| Goal |
Can you rename "Endpoint documentation" to "API reference" everywhere in the items below and reproduce them otherwise unchanged, leaving out the pictures?

Recorded data
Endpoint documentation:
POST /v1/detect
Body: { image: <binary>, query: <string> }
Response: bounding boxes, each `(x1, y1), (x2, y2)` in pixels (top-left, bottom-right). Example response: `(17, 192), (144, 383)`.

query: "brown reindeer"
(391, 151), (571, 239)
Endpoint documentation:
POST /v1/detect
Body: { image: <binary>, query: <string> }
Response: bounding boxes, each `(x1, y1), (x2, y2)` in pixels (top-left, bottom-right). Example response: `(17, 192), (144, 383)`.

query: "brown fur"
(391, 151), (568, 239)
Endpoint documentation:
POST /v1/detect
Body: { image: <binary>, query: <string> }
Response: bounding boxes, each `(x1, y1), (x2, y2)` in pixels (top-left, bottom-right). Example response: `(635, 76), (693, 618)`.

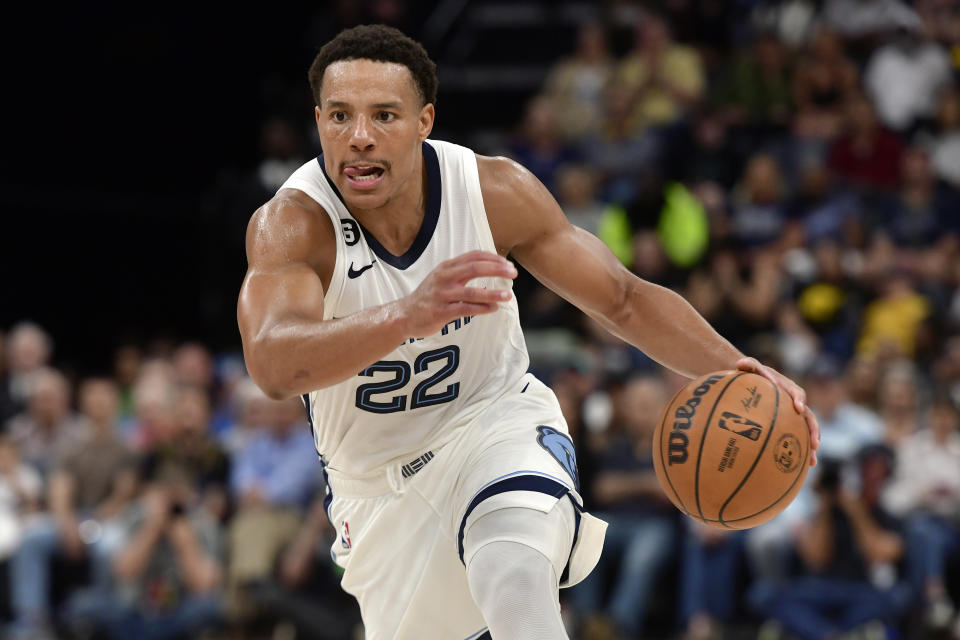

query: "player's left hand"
(737, 358), (820, 467)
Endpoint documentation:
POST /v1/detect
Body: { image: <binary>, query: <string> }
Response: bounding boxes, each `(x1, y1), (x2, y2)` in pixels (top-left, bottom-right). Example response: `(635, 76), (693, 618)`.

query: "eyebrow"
(327, 100), (401, 109)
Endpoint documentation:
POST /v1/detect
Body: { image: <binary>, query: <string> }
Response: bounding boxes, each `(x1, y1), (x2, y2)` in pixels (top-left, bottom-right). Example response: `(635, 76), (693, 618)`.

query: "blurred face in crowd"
(29, 369), (70, 426)
(80, 378), (120, 427)
(173, 343), (213, 389)
(577, 24), (607, 62)
(927, 400), (960, 444)
(113, 346), (143, 388)
(7, 324), (51, 373)
(176, 387), (210, 435)
(880, 370), (917, 413)
(315, 59), (434, 210)
(621, 377), (667, 440)
(744, 153), (781, 204)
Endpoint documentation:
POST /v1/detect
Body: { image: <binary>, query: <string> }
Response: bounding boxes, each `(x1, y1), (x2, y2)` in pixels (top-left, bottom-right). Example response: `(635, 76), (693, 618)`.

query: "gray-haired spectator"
(7, 368), (87, 475)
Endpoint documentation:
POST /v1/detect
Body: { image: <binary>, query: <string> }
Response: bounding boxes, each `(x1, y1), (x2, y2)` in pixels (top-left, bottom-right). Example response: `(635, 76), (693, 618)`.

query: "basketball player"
(238, 26), (818, 640)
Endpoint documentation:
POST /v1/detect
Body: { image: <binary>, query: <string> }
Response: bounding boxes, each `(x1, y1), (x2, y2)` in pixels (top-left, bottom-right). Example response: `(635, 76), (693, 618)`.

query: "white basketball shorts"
(327, 374), (606, 640)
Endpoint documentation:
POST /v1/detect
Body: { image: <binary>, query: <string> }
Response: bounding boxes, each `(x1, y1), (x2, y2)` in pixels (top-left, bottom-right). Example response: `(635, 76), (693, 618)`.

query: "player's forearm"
(244, 301), (410, 399)
(598, 279), (743, 377)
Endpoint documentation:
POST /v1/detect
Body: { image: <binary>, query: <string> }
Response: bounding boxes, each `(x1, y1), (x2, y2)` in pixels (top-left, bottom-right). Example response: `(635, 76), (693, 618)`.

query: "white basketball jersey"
(281, 140), (529, 474)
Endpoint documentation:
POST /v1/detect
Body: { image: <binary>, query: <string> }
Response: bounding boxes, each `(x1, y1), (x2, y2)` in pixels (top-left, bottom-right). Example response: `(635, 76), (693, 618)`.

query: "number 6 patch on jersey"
(537, 424), (580, 491)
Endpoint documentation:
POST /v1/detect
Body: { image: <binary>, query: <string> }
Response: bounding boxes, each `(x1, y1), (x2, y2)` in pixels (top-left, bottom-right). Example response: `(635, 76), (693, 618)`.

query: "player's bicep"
(513, 223), (631, 318)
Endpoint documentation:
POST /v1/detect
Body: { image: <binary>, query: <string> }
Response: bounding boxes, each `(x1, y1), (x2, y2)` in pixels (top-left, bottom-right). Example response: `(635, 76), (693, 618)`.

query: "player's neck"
(348, 159), (428, 255)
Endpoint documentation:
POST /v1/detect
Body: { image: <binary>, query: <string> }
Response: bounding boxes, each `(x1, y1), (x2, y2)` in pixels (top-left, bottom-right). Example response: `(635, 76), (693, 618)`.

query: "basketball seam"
(717, 381), (783, 528)
(693, 371), (744, 520)
(657, 387), (690, 515)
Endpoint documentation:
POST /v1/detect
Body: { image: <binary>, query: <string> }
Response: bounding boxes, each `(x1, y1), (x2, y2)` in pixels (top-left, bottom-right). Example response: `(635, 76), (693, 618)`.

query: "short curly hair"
(307, 24), (437, 105)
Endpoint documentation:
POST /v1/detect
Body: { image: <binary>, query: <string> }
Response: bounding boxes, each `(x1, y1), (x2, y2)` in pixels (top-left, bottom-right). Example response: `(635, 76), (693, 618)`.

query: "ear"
(418, 103), (436, 142)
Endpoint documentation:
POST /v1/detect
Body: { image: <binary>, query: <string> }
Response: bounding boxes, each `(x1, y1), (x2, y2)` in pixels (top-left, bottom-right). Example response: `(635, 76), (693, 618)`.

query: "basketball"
(653, 371), (810, 529)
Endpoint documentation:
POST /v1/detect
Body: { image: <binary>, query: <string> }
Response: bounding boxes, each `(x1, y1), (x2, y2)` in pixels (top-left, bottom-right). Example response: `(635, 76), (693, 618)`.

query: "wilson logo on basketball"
(667, 375), (723, 465)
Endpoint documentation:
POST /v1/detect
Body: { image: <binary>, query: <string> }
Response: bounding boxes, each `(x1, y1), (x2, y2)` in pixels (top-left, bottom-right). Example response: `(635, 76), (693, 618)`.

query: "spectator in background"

| Reply to the task |
API reference:
POST /v1/detect
Body: { image: <binary>, query: <string> }
Response: bounding boxes, each `(x1, y1), (x2, y2)` in pixels (top-left, bottom-right). Example response: `(17, 192), (144, 383)`.

query: "brown reindeer"
(391, 151), (571, 239)
API reference:
POST /v1/detect
Body: { image: <binary>, query: <string> }
Response: bounding boxes, each `(x1, y1), (x2, y2)` in pixels (top-left, bottom-right). Example response: `(17, 192), (144, 383)`.

query: "brown fur"
(391, 151), (568, 239)
API reference:
POST /v1/detect
Body: { image: <binary>, query: <string> }
Response: bounding boxes, each `(x1, y1), (x2, y2)` in pixels (top-left, bottom-right). Example response: `(635, 76), (693, 618)`.


query: "player's left hand"
(737, 358), (820, 467)
API reference:
POST /v1/detect
Body: { image: <binary>, query: <string> }
Response: bounding boxes, each `(x1, y1), (x2, y2)` in pixels (top-left, bottom-right). Example response: `(635, 76), (693, 618)`.

query: "eyebrow"
(327, 100), (401, 109)
API reference:
POST /v1/detect
Body: { image: <binary>, query: <string> }
Response: bounding boxes, each `(x1, y1), (x2, y2)` in pixels (top-left, bottom-right). Example response: `(635, 76), (693, 618)`.

query: "blurred face in crowd"
(29, 369), (70, 426)
(80, 378), (120, 427)
(173, 343), (213, 389)
(577, 24), (607, 62)
(927, 400), (960, 444)
(113, 346), (143, 388)
(7, 324), (51, 373)
(176, 387), (210, 435)
(880, 370), (917, 413)
(315, 59), (434, 210)
(621, 377), (667, 440)
(744, 153), (781, 204)
API reference:
POST /v1/detect
Body: { image: <binary>, query: <string> }
Response: bounding boxes, each `(x1, y1), (x2, y2)` in pixels (top-left, bottom-right). Example response: `(635, 76), (693, 618)`.

query: "gray-haired spectator"
(7, 368), (87, 475)
API reference:
POST /v1/detect
Body: { image: <binary>, query: <string> }
Response: bounding boxes, each `(x1, y1), (x2, y2)` in pixels (top-left, bottom-right). Example response: `(635, 76), (693, 618)`.

query: "basketball player"
(238, 26), (818, 640)
API reference:
POST /v1/detect
Body: { image: <binary>, query: <string> }
Response: bounding boxes, each `(x1, y1), (x2, y2)` in pixels (top-left, bottom-right). Example response: `(635, 76), (693, 618)`.

query: "white basketball shorts"
(327, 374), (606, 640)
API reference:
POST /v1/detect
Body: { image: <binary>, query: <string> }
Response: bounding boxes, each `(x1, y1), (x2, y2)` in pixels (top-left, bottom-right). Example response: `(635, 76), (693, 618)`.

query: "player's forearm"
(244, 301), (410, 399)
(598, 279), (743, 377)
API reference:
POST /v1/detect
Body: { image: <binary>, query: <string> }
Response: bounding boxes, each `(x1, y1), (x2, y2)` in pixels (top-left, bottom-right). Example response: `(635, 76), (693, 618)`.

query: "white basketball jersey"
(281, 140), (529, 474)
API reference:
POST /v1/detect
Body: { image: <binary>, query: <string> }
Response: bounding boxes, each `(x1, y1), (x2, y2)` in pixels (top-left, bottom-right). Example response: `(635, 76), (693, 618)`.

query: "number 6 patch on jersey"
(537, 424), (580, 491)
API reference:
POST /v1/detect
Body: { image: <binary>, query: <string> }
Response: bounding boxes, each `(x1, y1), (x2, y2)` in pixels (top-left, bottom-right). Example response: `(635, 76), (693, 618)`.

query: "player's bicep"
(513, 223), (631, 318)
API reference:
POST /v1/detect
Body: { image: <binary>, query: <string> }
Response: bounding boxes, each `(x1, y1), (x2, y2)` in pixels (top-left, bottom-right). Example response: `(635, 76), (693, 618)`.

query: "player's neck"
(348, 159), (428, 255)
API reference:
POST /v1/detect
Body: { image: <binary>, query: <string> }
Response: bounding boxes, each `(x1, y1), (x2, y2)` in pixels (top-left, bottom-right). Example response: `(635, 76), (693, 618)`.

query: "basketball seam"
(717, 381), (783, 528)
(693, 371), (744, 520)
(657, 387), (690, 515)
API reference:
POST /v1/detect
Body: { image: <binary>, query: <string> }
Response: bounding boxes, each `(x1, y1), (x2, y2)` in pixels (top-left, bottom-right). Example response: `(635, 76), (693, 618)`.

query: "short curly hair"
(307, 24), (437, 105)
API reference:
POST /v1/detect
Body: { image: <binary>, query: <string> }
Response: bounding boxes, each `(x1, y1), (x2, y2)` in pixels (top-left, bottom-right). Example response: `(635, 76), (693, 618)`.

query: "ear"
(418, 103), (436, 142)
API reference:
POST /v1/detect
Body: { image: <binary>, query: <string> }
Response: bounding boxes, each `(x1, y1), (x2, y2)` in pixels (top-left, bottom-right). Example response: `(635, 76), (693, 618)`.

query: "basketball"
(653, 371), (810, 529)
API reference:
POST /v1/detect
Body: { image: <binary>, query: <string> }
Response: bounding boxes, each `(x1, y1), (x2, y2)` in pixels (top-left, bottom-right). Example response: `(635, 76), (693, 618)`.

query: "wilson logo on basketball"
(667, 375), (723, 465)
API reference:
POST /v1/detect
Body: { image: <binary>, query: <string> }
Response: bounding boxes, each `(x1, y1), (x2, y2)` in pixels (top-left, bottom-right). Example response: `(635, 76), (693, 618)`.

query: "spectator in background"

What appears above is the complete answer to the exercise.